- [AIM OF THE EXERCISE]
Count how many lines in the records contain the string "order". Reply with that number alone.

******

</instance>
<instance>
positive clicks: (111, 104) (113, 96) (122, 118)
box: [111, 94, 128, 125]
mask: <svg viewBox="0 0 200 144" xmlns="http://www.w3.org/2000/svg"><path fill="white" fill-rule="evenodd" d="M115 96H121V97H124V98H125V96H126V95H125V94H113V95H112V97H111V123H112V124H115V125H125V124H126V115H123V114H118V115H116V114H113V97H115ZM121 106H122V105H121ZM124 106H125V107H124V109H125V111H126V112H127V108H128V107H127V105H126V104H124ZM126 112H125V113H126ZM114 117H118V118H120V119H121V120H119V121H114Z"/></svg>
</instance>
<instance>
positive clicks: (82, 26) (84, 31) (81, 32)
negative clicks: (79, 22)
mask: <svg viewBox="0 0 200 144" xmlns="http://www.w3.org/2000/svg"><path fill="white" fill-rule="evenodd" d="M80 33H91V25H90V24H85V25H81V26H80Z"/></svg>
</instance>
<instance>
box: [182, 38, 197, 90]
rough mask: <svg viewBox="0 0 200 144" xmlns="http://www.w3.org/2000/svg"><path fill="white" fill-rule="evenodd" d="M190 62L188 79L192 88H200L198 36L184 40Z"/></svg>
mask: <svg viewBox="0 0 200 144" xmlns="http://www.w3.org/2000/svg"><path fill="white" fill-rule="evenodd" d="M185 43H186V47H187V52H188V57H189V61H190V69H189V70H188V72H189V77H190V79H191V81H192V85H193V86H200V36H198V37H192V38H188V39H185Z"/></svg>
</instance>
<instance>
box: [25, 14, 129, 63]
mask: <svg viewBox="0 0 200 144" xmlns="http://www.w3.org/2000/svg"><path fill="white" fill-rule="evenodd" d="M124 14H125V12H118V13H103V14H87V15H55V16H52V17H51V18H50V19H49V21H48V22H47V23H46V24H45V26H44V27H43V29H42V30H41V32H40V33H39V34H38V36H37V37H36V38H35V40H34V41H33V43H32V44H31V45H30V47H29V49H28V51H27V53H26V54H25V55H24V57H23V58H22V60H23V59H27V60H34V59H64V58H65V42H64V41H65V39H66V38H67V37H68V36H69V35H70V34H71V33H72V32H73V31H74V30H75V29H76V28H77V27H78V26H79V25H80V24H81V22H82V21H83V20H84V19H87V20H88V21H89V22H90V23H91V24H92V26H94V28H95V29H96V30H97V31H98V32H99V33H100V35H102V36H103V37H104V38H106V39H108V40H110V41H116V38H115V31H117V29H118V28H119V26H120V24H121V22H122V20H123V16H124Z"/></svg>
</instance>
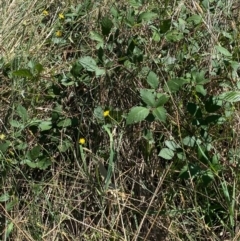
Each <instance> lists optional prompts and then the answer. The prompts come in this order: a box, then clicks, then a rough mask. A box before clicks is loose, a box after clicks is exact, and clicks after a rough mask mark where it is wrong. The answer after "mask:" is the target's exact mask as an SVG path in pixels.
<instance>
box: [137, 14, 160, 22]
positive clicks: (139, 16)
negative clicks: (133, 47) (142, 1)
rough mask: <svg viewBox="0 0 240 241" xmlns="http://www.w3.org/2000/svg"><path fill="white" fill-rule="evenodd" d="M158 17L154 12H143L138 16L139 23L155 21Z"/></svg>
mask: <svg viewBox="0 0 240 241" xmlns="http://www.w3.org/2000/svg"><path fill="white" fill-rule="evenodd" d="M157 16H158V15H157V14H156V13H153V12H143V13H141V14H140V15H139V16H138V22H141V21H147V22H148V21H152V20H153V19H155V18H156V17H157Z"/></svg>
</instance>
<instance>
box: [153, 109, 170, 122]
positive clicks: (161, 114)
mask: <svg viewBox="0 0 240 241" xmlns="http://www.w3.org/2000/svg"><path fill="white" fill-rule="evenodd" d="M152 113H153V115H154V116H155V118H156V119H158V120H160V121H162V122H165V121H166V118H167V111H166V109H165V108H164V107H162V106H160V107H157V108H155V109H154V110H153V112H152Z"/></svg>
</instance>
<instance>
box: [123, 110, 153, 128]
mask: <svg viewBox="0 0 240 241" xmlns="http://www.w3.org/2000/svg"><path fill="white" fill-rule="evenodd" d="M149 112H150V111H149V109H147V108H145V107H141V106H137V107H133V108H132V109H131V110H130V112H129V113H128V116H127V125H130V124H133V123H137V122H140V121H142V120H144V119H145V118H146V117H147V116H148V114H149Z"/></svg>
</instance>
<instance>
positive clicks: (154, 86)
mask: <svg viewBox="0 0 240 241" xmlns="http://www.w3.org/2000/svg"><path fill="white" fill-rule="evenodd" d="M147 82H148V84H149V85H150V86H151V87H152V88H154V89H157V88H158V85H159V79H158V76H157V75H156V74H155V73H154V72H153V71H150V72H149V74H148V76H147Z"/></svg>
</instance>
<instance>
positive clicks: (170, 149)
mask: <svg viewBox="0 0 240 241" xmlns="http://www.w3.org/2000/svg"><path fill="white" fill-rule="evenodd" d="M158 156H160V157H162V158H164V159H166V160H171V159H172V158H173V157H174V152H173V151H172V150H171V149H169V148H163V149H162V150H161V151H160V152H159V154H158Z"/></svg>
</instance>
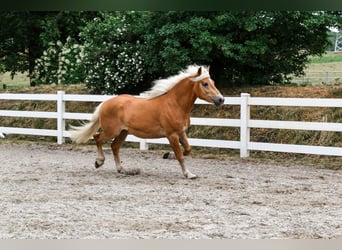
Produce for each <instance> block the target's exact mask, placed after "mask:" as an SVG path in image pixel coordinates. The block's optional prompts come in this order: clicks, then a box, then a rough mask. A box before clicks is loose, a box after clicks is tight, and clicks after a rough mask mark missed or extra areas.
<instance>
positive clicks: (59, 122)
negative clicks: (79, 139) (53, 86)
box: [57, 91, 65, 144]
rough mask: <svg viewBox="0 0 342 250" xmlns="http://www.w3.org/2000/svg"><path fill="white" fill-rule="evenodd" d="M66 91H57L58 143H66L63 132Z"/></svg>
mask: <svg viewBox="0 0 342 250" xmlns="http://www.w3.org/2000/svg"><path fill="white" fill-rule="evenodd" d="M64 94H65V92H64V91H57V144H63V143H64V137H63V133H64V130H65V120H64V117H63V116H64V112H65V102H64V98H63V96H64Z"/></svg>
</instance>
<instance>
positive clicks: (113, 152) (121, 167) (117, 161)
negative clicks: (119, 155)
mask: <svg viewBox="0 0 342 250" xmlns="http://www.w3.org/2000/svg"><path fill="white" fill-rule="evenodd" d="M127 135H128V131H127V130H121V132H120V134H119V135H118V136H117V137H116V138H115V139H114V140H113V142H112V144H111V147H112V151H113V155H114V161H115V165H116V169H117V170H118V172H119V173H121V174H127V175H136V174H140V170H139V169H131V170H126V169H124V168H123V167H122V166H121V161H120V156H119V151H120V147H121V146H122V144H123V143H124V142H125V139H126V137H127Z"/></svg>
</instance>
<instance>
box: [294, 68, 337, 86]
mask: <svg viewBox="0 0 342 250" xmlns="http://www.w3.org/2000/svg"><path fill="white" fill-rule="evenodd" d="M292 82H294V83H297V84H299V85H301V84H309V85H322V84H325V85H330V84H340V83H342V71H307V72H305V75H303V76H300V77H293V78H292Z"/></svg>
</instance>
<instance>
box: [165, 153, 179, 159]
mask: <svg viewBox="0 0 342 250" xmlns="http://www.w3.org/2000/svg"><path fill="white" fill-rule="evenodd" d="M163 159H176V155H175V154H174V153H173V152H167V153H165V154H164V155H163Z"/></svg>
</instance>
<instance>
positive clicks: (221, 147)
mask: <svg viewBox="0 0 342 250" xmlns="http://www.w3.org/2000/svg"><path fill="white" fill-rule="evenodd" d="M110 97H112V96H104V95H71V94H65V93H64V92H63V91H58V92H57V94H7V93H5V94H0V100H46V101H56V103H57V110H56V112H41V111H39V112H36V111H17V110H3V109H1V107H0V116H9V117H30V118H52V119H56V122H57V129H56V130H52V129H32V128H14V127H1V124H0V135H1V134H29V135H41V136H53V137H57V143H58V144H62V143H64V138H66V137H69V136H70V132H69V131H68V130H67V129H66V126H65V120H89V119H90V118H91V116H92V114H90V113H72V112H65V103H66V102H70V101H76V102H102V101H105V100H106V99H108V98H110ZM196 104H206V102H204V101H201V100H197V101H196ZM224 105H238V106H240V119H225V118H198V117H191V124H192V125H200V126H224V127H238V128H240V141H231V140H225V139H224V138H222V140H216V139H199V138H189V143H190V144H191V145H192V146H203V147H217V148H231V149H239V150H240V156H241V157H248V156H249V152H250V150H259V151H274V152H290V153H303V154H319V155H331V156H342V147H328V146H310V145H294V144H279V143H262V142H252V141H250V130H251V129H253V128H267V129H290V130H317V131H332V132H342V123H328V122H305V121H273V120H272V121H270V120H253V119H251V117H250V108H251V106H289V107H293V106H298V107H334V108H342V99H335V98H334V99H332V98H264V97H251V96H250V95H249V94H247V93H242V94H241V96H240V97H225V102H224ZM127 141H130V142H138V143H139V144H140V149H142V150H146V149H148V144H149V143H157V144H168V141H167V139H165V138H161V139H147V140H146V139H141V138H137V137H135V136H132V135H129V136H128V137H127Z"/></svg>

******

- [WRITTEN ANSWER]
2